Each entry in the listing below should be restated word for word.

_PROVIDED DATA_
>> Begin

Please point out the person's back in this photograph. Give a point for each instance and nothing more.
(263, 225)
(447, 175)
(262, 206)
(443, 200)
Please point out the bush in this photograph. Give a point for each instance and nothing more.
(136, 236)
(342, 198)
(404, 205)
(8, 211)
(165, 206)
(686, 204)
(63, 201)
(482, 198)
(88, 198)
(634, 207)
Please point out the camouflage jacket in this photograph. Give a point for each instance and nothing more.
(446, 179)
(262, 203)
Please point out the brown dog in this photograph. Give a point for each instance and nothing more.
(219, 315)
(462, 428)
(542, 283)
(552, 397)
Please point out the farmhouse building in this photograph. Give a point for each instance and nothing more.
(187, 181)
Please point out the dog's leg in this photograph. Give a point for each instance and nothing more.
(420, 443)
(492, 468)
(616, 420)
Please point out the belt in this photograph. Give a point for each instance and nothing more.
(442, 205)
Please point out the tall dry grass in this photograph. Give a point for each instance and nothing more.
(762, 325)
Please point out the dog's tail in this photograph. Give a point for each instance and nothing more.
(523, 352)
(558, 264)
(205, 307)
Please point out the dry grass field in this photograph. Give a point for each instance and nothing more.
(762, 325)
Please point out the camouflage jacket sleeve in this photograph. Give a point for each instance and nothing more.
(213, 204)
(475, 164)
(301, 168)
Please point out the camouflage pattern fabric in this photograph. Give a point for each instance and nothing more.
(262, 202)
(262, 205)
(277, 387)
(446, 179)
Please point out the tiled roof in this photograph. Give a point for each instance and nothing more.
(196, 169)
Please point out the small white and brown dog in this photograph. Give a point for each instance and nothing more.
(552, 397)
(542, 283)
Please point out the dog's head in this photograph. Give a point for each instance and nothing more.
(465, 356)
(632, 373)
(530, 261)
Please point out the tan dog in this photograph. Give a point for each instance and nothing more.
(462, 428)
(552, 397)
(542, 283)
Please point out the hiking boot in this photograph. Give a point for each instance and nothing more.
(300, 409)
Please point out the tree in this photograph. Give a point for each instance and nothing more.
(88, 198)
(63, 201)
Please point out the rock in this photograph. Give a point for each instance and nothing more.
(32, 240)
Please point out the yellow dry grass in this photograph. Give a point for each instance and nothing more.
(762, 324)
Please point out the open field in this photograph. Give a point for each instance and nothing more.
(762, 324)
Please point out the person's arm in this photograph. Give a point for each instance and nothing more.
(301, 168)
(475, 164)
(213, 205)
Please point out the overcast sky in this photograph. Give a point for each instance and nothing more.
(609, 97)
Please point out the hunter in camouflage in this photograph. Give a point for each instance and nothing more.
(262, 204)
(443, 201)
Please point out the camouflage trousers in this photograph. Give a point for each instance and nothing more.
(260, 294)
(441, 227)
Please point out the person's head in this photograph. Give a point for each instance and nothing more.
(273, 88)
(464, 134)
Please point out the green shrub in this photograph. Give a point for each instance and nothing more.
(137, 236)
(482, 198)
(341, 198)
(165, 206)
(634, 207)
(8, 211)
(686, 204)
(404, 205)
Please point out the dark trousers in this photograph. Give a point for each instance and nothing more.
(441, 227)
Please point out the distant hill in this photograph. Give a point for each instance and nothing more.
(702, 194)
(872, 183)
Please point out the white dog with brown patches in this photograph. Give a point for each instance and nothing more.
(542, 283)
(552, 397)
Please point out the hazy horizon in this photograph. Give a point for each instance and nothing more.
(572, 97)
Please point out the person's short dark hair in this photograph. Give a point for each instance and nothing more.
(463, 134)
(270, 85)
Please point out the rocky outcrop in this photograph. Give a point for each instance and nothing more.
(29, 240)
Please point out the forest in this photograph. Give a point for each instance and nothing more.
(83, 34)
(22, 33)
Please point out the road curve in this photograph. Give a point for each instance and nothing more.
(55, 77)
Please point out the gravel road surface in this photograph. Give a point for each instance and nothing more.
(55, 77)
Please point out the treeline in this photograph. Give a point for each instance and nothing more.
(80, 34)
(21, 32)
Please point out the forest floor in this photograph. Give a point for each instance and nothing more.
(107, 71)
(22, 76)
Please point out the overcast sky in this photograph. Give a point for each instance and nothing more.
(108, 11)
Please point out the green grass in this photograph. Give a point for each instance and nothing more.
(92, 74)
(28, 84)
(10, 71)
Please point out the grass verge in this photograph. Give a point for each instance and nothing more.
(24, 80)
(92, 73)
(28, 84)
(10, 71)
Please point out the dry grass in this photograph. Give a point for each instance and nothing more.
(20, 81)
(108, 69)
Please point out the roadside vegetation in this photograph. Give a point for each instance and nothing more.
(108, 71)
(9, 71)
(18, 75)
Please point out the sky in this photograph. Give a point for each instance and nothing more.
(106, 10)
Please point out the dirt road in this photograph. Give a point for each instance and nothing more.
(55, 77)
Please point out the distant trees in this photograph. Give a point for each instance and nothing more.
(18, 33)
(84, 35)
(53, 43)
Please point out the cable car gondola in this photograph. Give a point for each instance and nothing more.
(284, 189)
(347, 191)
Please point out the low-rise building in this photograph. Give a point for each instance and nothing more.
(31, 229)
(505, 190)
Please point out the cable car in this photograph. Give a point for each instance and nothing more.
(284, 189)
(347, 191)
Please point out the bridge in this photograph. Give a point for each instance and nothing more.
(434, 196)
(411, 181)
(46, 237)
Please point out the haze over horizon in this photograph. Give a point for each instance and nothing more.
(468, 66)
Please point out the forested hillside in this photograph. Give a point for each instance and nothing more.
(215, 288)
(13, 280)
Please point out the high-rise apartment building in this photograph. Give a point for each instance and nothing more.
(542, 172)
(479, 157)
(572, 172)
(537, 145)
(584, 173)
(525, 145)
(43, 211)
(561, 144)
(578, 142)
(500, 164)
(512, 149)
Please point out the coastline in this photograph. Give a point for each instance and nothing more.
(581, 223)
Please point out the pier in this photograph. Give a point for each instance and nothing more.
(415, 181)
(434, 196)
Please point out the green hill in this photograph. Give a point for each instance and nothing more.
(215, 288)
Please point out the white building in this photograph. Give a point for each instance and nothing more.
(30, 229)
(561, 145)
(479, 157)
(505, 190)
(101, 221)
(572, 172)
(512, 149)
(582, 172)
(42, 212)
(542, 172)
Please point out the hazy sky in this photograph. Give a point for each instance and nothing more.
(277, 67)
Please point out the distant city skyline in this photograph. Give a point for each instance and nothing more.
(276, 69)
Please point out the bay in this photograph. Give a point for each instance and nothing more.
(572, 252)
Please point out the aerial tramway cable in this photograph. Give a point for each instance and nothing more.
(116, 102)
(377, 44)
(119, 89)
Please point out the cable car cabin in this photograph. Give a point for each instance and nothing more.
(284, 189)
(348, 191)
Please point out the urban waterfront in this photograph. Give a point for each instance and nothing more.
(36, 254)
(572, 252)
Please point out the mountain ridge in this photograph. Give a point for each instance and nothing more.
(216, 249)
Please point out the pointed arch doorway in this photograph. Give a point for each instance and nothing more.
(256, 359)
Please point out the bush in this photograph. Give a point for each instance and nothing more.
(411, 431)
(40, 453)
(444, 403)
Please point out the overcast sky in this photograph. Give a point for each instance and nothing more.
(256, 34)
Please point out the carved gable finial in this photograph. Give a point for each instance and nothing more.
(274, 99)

>> End

_THE OUTPUT_
Please point out the person's back in this photograph. Give a point for each instance and nothing more.
(263, 225)
(447, 175)
(262, 206)
(443, 200)
Please point out the bush in this photograph. Give a point for each instance and nothing more.
(136, 236)
(342, 198)
(404, 205)
(8, 211)
(165, 206)
(686, 204)
(63, 201)
(482, 198)
(88, 198)
(634, 207)
Please point out the camouflage jacket in this photograph. Give a point for each instance and nothing more.
(446, 179)
(262, 203)
Please point out the brown dog in this photograph. Give a point for each instance and nothing more.
(219, 315)
(462, 428)
(542, 283)
(552, 397)
Please point out the farmhouse building in this photograph. Give a point for each instance and nothing more.
(187, 181)
Please point out the dog's leg in this photograph. Give a point for each instance and nothing more.
(420, 443)
(492, 468)
(616, 420)
Please point out the belt in this photograph. Give a point for each instance and nothing more.
(442, 205)
Please point out the tall dry grass in this photograph. Give a point for each instance and nothing more.
(762, 325)
Please point out the dog's tail in this photograph. Give a point for each instance and nothing more.
(523, 352)
(558, 264)
(205, 307)
Please point out the dry grass field in this photograph. Give a point for each instance and nothing more.
(762, 325)
Please point out the camouflage jacket sleeve in this photograph. Give a point for each instance and nothing more.
(213, 204)
(475, 164)
(301, 168)
Please point out the camouflage pattern fabric in this photograph. Give a point for each instance and nothing more.
(262, 202)
(262, 205)
(277, 387)
(446, 179)
Please point out the tiled roof in this photograph. Give a point for each instance and nothing more.
(196, 169)
Please point out the small white and brown dog in this photograph. Give a point for each instance and nothing more.
(552, 397)
(542, 283)
Please point out the dog's head in this photograph. Give a point for each instance and nothing more.
(465, 356)
(632, 373)
(530, 261)
Please point out the tan dog in this photograph. Give a point for each instance and nothing more.
(462, 428)
(552, 397)
(542, 283)
Please point out the hiking boot in this photograph. Give a point for each instance and nothing more.
(300, 409)
Please point out the tree in this photograph. Give a point for each instance and nothing more.
(88, 198)
(63, 201)
Please point out the rock in this photograph. Give a point for each instance and nothing more.
(32, 240)
Please point out the yellow dry grass in this photograph. Give a point for each instance and nothing more.
(762, 324)
Please point out the open field in this photograph. Give a point for each instance and nothing more.
(762, 324)
Please point out the person's arm in this photograph. Give a point for each instance and nothing more.
(301, 168)
(475, 164)
(213, 205)
Please point out the overcast sky in this photograph. Give a point for each instance and nothing more.
(609, 97)
Please point out the hunter in camouflage in this photograph. Give a point for each instance and nothing more.
(262, 204)
(443, 201)
Please point out the camouflage trousers in this photograph. Give a point for each instance and nothing more.
(260, 294)
(441, 227)
Please point out the person's head in this photograph. Give a point for each instance and nothing more.
(273, 88)
(464, 134)
Please point out the green shrub in this photograph. Give a point for each instance and nothing more.
(137, 236)
(482, 198)
(341, 198)
(165, 206)
(634, 207)
(8, 211)
(686, 204)
(404, 205)
Please point out the dark trousers in this photograph. Give a point for each instance and nothing more.
(441, 227)
Please point out the distant hill in this photograph. Give a point for each instance and nothing more.
(702, 194)
(872, 183)
Please point out the white dog with brown patches in this photograph. Give a point for each instance and nothing more.
(542, 283)
(552, 397)
Please point out the hazy horizon in this photograph. Give a point for each instance and nothing more.
(572, 97)
Please point out the person's short dark hair in this photograph. Give a point for each instance and nothing more.
(463, 134)
(270, 85)
Please point out the rocky outcrop in this photograph. Give a point for each instance and nothing more.
(29, 240)
Please point out the forest in this photograph. Give a point for each instance and nothing more.
(83, 34)
(22, 33)
Please point out the road curve in this photograph. Give a point for each instance and nothing more.
(55, 77)
Please point out the gravel road surface in this photograph. Give a point for each instance and nothing more.
(55, 77)
Please point out the treeline in this photograph. Give a point for each instance and nothing more.
(80, 34)
(21, 32)
Please point out the forest floor in this photograph. Give a point for each instance and nothing more.
(107, 71)
(22, 76)
Please point out the overcast sky in this photograph. Give a point for each instance and nothing more.
(108, 11)
Please point out the green grass in this photograph. Give a point for each instance and nothing more.
(92, 74)
(28, 84)
(10, 71)
Please point out the grass verge in this photograph. Give a point for each instance and nothing more.
(24, 80)
(92, 73)
(28, 84)
(10, 71)
Please point out the dry grass in this photograph. Give a point for each instance and nothing more.
(20, 81)
(108, 69)
Please point out the roadside vegetation in this photograph. Give a point for each instance and nothing more.
(108, 71)
(9, 71)
(18, 75)
Please point out the sky in this photograph. Give a point for each instance and nothing more.
(106, 10)
Please point out the dirt road in this photograph. Give a point for each instance and nothing more.
(55, 77)
Please point out the distant trees in this photograph. Give a point for each instance and nothing more.
(18, 33)
(84, 35)
(53, 43)
Please point out the cable car gondola in this photograph. Give a point for each instance and nothing more.
(284, 189)
(347, 191)
Please point out the low-rise building in this photograph. Give a point for each instance and nothing more.
(31, 229)
(505, 190)
Please point out the cable car in this photograph. Give a point for each instance and nothing more.
(284, 189)
(347, 191)
Please point out the bridge in this photograph. Give a point for each instance and nothing more.
(434, 196)
(411, 181)
(46, 237)
Please point out the haze over horizon in this photograph. Give a point for each instance and nothing more.
(468, 66)
Please point out the forested hillside in this photograph. Give a point for each instance and nothing more.
(215, 288)
(13, 280)
Please point out the high-rise apartment building in this photograph. Give a point for each instance and nothing more.
(542, 172)
(479, 157)
(572, 172)
(537, 145)
(584, 173)
(525, 145)
(43, 211)
(561, 144)
(578, 142)
(500, 164)
(512, 149)
Please point out the coastline in this photograph. Give a point for each instance and nothing more.
(581, 223)
Please point out the pier in this photograph. Give a point for each instance and nothing more.
(415, 181)
(434, 196)
Please point out the green hill in this photograph. Give a point for each instance and nothing more.
(215, 288)
Please point out the white building in this photograph. Give a point for each instance and nothing more.
(30, 229)
(561, 145)
(479, 157)
(505, 190)
(101, 221)
(572, 172)
(512, 149)
(582, 172)
(42, 212)
(542, 172)
Please point out the hazy sky in this photograph. Give a point for each instance and nothing more.
(277, 67)
Please point out the distant city skyline in this photograph. Give a point for each instance and nothing more.
(276, 69)
Please point out the bay in this photograph. Give a point for each instance and nothing more.
(572, 252)
Please point out the aerial tramway cable in this photograph. Give a point for each instance and nothing more.
(116, 102)
(377, 44)
(119, 89)
Please point out the cable car cabin in this photograph. Give a point for each instance and nothing more.
(284, 189)
(348, 191)
Please point out the urban waterfront in this photograph. Give a point for each instance and nothing more.
(36, 254)
(572, 252)
Please point out the mountain ridge in this photograph. Give a point for each instance and nothing more.
(216, 249)
Please point out the pointed arch doorway in this photograph. Give a point for each instance and nothing more.
(256, 359)
Please point out the bush in this photograph. Give a point for each instance and nothing more.
(411, 431)
(40, 453)
(444, 403)
Please point out the overcast sky in this photograph. Give a point for each instance and nothing more.
(256, 34)
Please point out the carved gable finial in this photograph. Give a point for each instance and nothing more.
(274, 99)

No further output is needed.